• Assigned task: Would you repeat every line of the material exactly?

══ Material provided ══

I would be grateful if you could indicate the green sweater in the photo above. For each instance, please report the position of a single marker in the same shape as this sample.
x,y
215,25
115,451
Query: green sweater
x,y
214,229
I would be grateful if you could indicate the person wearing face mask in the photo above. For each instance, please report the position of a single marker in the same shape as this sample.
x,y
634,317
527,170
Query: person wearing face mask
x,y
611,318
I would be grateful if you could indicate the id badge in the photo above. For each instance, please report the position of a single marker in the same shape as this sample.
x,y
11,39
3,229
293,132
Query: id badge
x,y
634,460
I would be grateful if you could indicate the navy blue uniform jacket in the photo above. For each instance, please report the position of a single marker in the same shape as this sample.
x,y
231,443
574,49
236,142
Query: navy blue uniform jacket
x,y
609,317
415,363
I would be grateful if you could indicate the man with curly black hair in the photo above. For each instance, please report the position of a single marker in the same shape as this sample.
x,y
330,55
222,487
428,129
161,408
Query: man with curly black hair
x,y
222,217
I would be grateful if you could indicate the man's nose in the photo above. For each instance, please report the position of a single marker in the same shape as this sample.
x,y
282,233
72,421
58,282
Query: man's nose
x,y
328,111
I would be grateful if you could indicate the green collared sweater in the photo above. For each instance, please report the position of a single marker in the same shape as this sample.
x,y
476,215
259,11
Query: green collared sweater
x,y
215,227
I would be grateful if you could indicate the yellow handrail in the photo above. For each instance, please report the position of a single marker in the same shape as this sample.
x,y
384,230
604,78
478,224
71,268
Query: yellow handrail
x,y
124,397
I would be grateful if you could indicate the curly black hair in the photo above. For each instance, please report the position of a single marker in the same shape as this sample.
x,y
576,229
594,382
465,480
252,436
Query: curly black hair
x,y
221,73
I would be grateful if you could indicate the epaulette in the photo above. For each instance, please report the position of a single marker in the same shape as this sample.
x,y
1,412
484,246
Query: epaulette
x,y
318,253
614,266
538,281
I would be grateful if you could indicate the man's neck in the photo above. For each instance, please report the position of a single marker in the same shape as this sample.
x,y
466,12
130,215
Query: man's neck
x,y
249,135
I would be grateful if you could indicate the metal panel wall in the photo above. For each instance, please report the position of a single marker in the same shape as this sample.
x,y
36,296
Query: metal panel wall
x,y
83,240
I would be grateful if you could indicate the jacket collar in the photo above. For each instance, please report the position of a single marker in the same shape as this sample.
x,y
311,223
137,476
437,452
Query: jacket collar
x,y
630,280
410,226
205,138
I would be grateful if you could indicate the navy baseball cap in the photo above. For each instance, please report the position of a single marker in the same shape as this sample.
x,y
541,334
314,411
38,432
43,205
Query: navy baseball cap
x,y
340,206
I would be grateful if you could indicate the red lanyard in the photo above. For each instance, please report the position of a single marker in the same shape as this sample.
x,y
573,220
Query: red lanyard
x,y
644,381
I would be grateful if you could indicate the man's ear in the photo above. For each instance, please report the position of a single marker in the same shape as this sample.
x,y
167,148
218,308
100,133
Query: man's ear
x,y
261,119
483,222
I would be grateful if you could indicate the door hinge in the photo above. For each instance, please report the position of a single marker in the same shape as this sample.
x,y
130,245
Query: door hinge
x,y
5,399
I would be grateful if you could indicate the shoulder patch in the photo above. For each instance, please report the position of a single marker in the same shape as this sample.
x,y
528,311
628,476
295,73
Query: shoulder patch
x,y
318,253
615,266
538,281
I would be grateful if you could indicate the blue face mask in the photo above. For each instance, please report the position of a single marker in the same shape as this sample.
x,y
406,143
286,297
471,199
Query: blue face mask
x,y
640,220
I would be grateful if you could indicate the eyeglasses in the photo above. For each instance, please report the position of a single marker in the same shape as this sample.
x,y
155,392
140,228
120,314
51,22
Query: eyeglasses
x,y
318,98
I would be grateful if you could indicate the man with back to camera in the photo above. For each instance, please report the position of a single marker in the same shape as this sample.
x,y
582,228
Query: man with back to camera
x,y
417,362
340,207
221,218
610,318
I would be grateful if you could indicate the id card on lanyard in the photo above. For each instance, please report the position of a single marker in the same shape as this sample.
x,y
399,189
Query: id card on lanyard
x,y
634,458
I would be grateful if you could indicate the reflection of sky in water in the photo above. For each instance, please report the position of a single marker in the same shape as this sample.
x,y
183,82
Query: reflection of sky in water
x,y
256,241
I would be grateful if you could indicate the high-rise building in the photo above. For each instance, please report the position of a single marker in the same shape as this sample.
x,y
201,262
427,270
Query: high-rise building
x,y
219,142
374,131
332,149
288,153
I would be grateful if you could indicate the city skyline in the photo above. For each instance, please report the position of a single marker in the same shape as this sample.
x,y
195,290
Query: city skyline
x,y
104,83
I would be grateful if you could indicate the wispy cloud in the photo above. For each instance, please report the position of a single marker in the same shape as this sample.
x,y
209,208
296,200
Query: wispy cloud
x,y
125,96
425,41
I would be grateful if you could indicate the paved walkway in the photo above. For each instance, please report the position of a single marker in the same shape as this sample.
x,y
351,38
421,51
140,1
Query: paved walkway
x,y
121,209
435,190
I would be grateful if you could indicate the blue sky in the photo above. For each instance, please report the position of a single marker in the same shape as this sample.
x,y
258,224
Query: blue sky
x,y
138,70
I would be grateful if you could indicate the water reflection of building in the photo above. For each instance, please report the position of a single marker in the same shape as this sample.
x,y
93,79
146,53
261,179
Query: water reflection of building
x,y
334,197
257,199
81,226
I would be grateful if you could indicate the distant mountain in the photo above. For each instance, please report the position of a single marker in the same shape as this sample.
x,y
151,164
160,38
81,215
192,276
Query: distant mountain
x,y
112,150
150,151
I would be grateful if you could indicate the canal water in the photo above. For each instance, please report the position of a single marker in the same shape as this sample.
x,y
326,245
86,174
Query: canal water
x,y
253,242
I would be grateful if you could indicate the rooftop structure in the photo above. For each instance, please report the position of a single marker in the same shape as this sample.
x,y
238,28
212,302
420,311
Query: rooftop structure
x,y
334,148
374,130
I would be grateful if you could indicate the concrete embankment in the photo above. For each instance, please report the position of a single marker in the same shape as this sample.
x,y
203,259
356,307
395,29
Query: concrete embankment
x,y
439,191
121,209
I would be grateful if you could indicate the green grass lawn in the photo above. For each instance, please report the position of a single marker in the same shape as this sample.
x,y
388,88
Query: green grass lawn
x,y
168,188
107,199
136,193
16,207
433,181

═══

• Response:
I would be grateful if you could indicate the green sweater in the photo above. For each instance, please report the position of a single marker in the same shape as this sample.
x,y
215,25
115,451
Query: green sweater
x,y
214,229
I would be grateful if you could indicate the person wearing face mask in the photo above. For each instance, please report the position of a single marker in the same shape as this sample.
x,y
634,317
527,170
Query: person wearing face mask
x,y
611,318
I would be grateful if you could indicate the id badge in the photo above. For each instance, please report the position of a single marker in the same shape as this sample.
x,y
11,39
3,229
293,132
Query: id badge
x,y
634,460
I would be grateful if you could indicate the navy blue uniform jacket in the photo above. For each instance, please report the position of a single marker in the same shape as this sample.
x,y
231,443
574,49
236,142
Query: navy blue uniform jacket
x,y
609,317
415,363
I would be grateful if you could indicate the man with curly black hair in the photo above. For each instance, please report the position of a single marker in the same shape as this sample.
x,y
330,55
222,487
428,129
161,408
Query: man with curly black hair
x,y
222,217
I would be grateful if you could indicate the man's nose in the photo above. For each instance, please report the position of a single marker in the same shape as this sample.
x,y
282,233
72,421
58,282
Query: man's nose
x,y
328,111
I would be grateful if you could indicate the green collared sweater in the photo above. For each instance, please report the position of a single marker in the same shape as this sample.
x,y
476,215
259,11
Query: green collared sweater
x,y
215,227
I would be grateful if you could indicate the yellow handrail in the photo above. For each instance, please report the position of a single marker in the same shape as this sample.
x,y
384,230
604,78
478,224
71,268
Query: yellow handrail
x,y
124,397
I would be grateful if you could indicate the curly black hair in the photo above. For each instance, please report the position of a single marker in the same shape as this sample.
x,y
576,229
594,382
465,480
252,436
Query: curly black hair
x,y
221,73
I would be grateful if you could indicate the epaulette in the photo above. For each instance, please report the position of a single marker in the same shape as this sample.
x,y
1,412
484,246
Query: epaulette
x,y
318,253
614,266
538,281
I would be grateful if you could indicate the man's neck in the photo above. For each instance, please report the position of a single marker in the same shape as this sample.
x,y
466,12
130,215
Query: man's neck
x,y
249,135
I would be grateful if you could indicate the metal panel wall in the photo above. For each instance, please report the position of a single marker in the same shape as this sample.
x,y
36,296
Query: metal panel wall
x,y
83,240
I would be grateful if you could indicate the jacket collar in the photo above. For each instance, please report the position of a single marker in the same shape as this sample.
x,y
311,223
137,476
437,452
Query: jacket collar
x,y
630,280
410,226
205,138
I would be grateful if you could indicate the navy baseball cap in the photo above. For each instance, please report the position of a single marker in the same shape as this sample.
x,y
541,334
314,411
38,432
43,205
Query: navy baseball cap
x,y
340,206
I would be grateful if you could indicate the red lanyard in the photo above. For each instance, please report the position of a single marker in the same shape as this sample.
x,y
573,220
Query: red lanyard
x,y
644,381
I would be grateful if you could indicate the man's ear in the photo above. For each instance, please report the position of a single marker in the same shape as this sample.
x,y
167,148
218,308
100,133
Query: man's ear
x,y
261,119
483,222
I would be grateful if you could indicate the door hinge in the photo above. For each instance, please report the position of a single marker in the same shape as this sample.
x,y
130,245
Query: door hinge
x,y
5,399
I would be grateful if you could indicate the shoulder patch in the photo above. For each instance, please report the position of a single marker in the same shape as this sample.
x,y
528,311
628,476
295,73
Query: shoulder patch
x,y
318,253
615,266
538,281
I would be grateful if you could indicate the blue face mask in the photo above. For each instance, please report the position of a single marker in the same shape as this sample.
x,y
406,143
286,297
471,199
Query: blue face mask
x,y
640,220
I would be grateful if you could indicate the eyeglasses in the photo above. For each instance, please report the position of a single marker in the same shape as this sample.
x,y
155,392
140,228
120,314
51,22
Query: eyeglasses
x,y
318,98
I would be grateful if you could indicate the man with back to camera in the photo above. For each instance, please report the position of a single marker in the same shape as this sample.
x,y
582,228
Query: man with back to camera
x,y
417,362
340,207
221,218
610,318
I would be grateful if you could indicate the id card on lanyard in the photo above. For each instance, please report the position of a single marker in the same shape as this sample.
x,y
399,189
Query: id card on lanyard
x,y
634,458
I would be grateful if you could indicate the reflection of sky in water in the photo above. For each instance, please report the position of a single marker in the same shape as this sample.
x,y
183,82
Query: reflection of sky in water
x,y
256,241
I would be grateful if you could indicate the high-rise building in the photo above. For each instance, please report the position of a single marker in the same shape as this sample.
x,y
201,262
427,270
Query: high-rise building
x,y
219,142
374,131
332,149
288,153
I would be grateful if you could indicate the city skyline in the photo above. For each instance, please report the position of a single marker in the same shape as this sample.
x,y
195,290
Query: city skyline
x,y
104,83
I would be grateful if you could indicate the wispy cloud in the photo above. For each instance, please report the position of a single marker in the same shape as this sample.
x,y
209,208
296,200
Query: wispy cloud
x,y
125,96
425,41
I would be grateful if you could indicate the paved walkway in the photo above. For each instance, please report the position of a single marker in the same shape as this sample.
x,y
351,38
421,51
140,1
Query: paved walkway
x,y
121,209
435,190
I would be grateful if you could indicate the blue sky in the photo above. For each instance, please report the position of a single marker in the same shape as this sample.
x,y
258,224
Query: blue sky
x,y
138,70
I would be grateful if you could indicate the water reflection of building in the photo above. For each instance, please report the position of a single marker in the same shape as this sample.
x,y
93,79
146,53
261,179
Query: water reflection of building
x,y
334,197
257,199
81,226
I would be grateful if you could indicate the distant mountain in the photo above. For each instance, please report the position of a single marker in the same shape as this sample.
x,y
151,164
160,38
81,215
192,276
Query: distant mountain
x,y
112,150
150,151
I would be grateful if you could indicate the canal water in the photo above. For each instance, please report the position of a single marker in the same shape as this sample.
x,y
326,245
86,174
Query: canal water
x,y
253,242
I would be grateful if you could indicate the rooftop structure in the photo above. For each instance, please report the position of a single marker in the same shape as this sample.
x,y
238,28
212,302
420,311
Query: rooftop structure
x,y
334,148
374,130
I would be grateful if you could indicate the concrete embankment in the photo above. For each instance, please report the position of a single marker in the same shape as this sample.
x,y
203,259
356,307
395,29
Query: concrete embankment
x,y
439,191
121,209
I would be grateful if you could indicate the green grass lawn in the photo above. For each instance, please report the position of a single marker in the same shape as this sample.
x,y
388,88
Query: green grass lawn
x,y
168,188
107,199
136,193
16,207
433,181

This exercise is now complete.